## WHAT TO DO
1/ Reproduce the design tips word for word from "Few things prove" to "worthwhile to know.".
2/ In the design tips, what is called one of the most time-tested and finely tuned pieces of software in existence?

## PROVIDED TEXT
═══
Tip #8: Listen to your gut, but trust your brain

Trends come and go, but elegant, rational and utilitarian products never go out of style. It’s not bad to follow your instincts, but always follow up to understand why you did it in the first place. “Because it felt right” is a fine way to start a conversation, but not a good way to end one.

Tip #9: Be your biggest critic

You will never be perfect, but that shouldn’t stop you from trying. There are always areas to grow. Your work and your practice always can (and should) be improved. When in doubt lean towards being too hard on yourself rather than too easy.

Tip #10: learn from the time-tested—and emulate it

Few things prove a design’s success better than how long it remains relevant. Look to the timeless to guide your approach. This need not be limited to software, the thinking behind designing a great chair often parallels the thinking behind designing great software. Understand how others before you have solved similar problems and try to determine why it took the shape it did. Value precedence; it carries considerable weight. Blindly echoing design trends is a great way to have a dated portfolio in a couple years.

Focusing on digital influences to follow, the operating system is one of the most time-tested and finely tuned pieces of software in existence. Explore the nuances, understand the patterns and know them like the back of your hand. When do you use a drop down as opposed to radio boxes? Why? There are smart reasons behind most of these details and they are worthwhile to know.
═══
## DATA EXTRACT
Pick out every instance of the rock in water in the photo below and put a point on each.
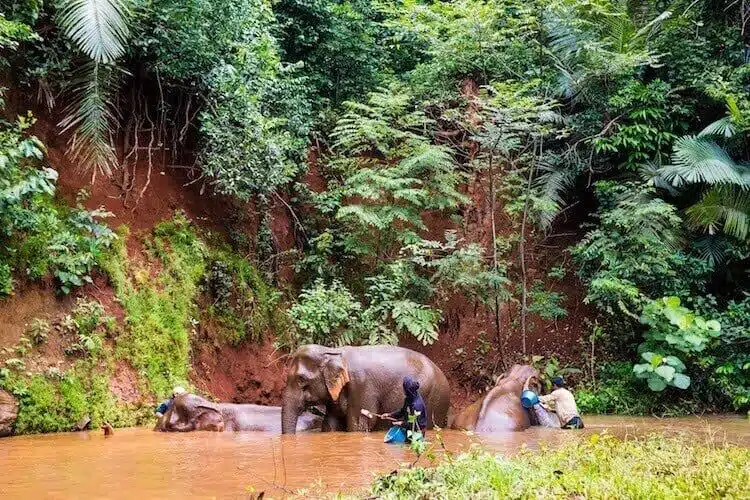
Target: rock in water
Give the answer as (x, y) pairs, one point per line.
═══
## ANSWERS BY TASK
1/
Few things prove a design’s success better than how long it remains relevant. Look to the timeless to guide your approach. This need not be limited to software, the thinking behind designing a great chair often parallels the thinking behind designing great software. Understand how others before you have solved similar problems and try to determine why it took the shape it did. Value precedence; it carries considerable weight. Blindly echoing design trends is a great way to have a dated portfolio in a couple years.

Focusing on digital influences to follow, the operating system is one of the most time-tested and finely tuned pieces of software in existence. Explore the nuances, understand the patterns and know them like the back of your hand. When do you use a drop down as opposed to radio boxes? Why? There are smart reasons behind most of these details and they are worthwhile to know.

2/ The operating system.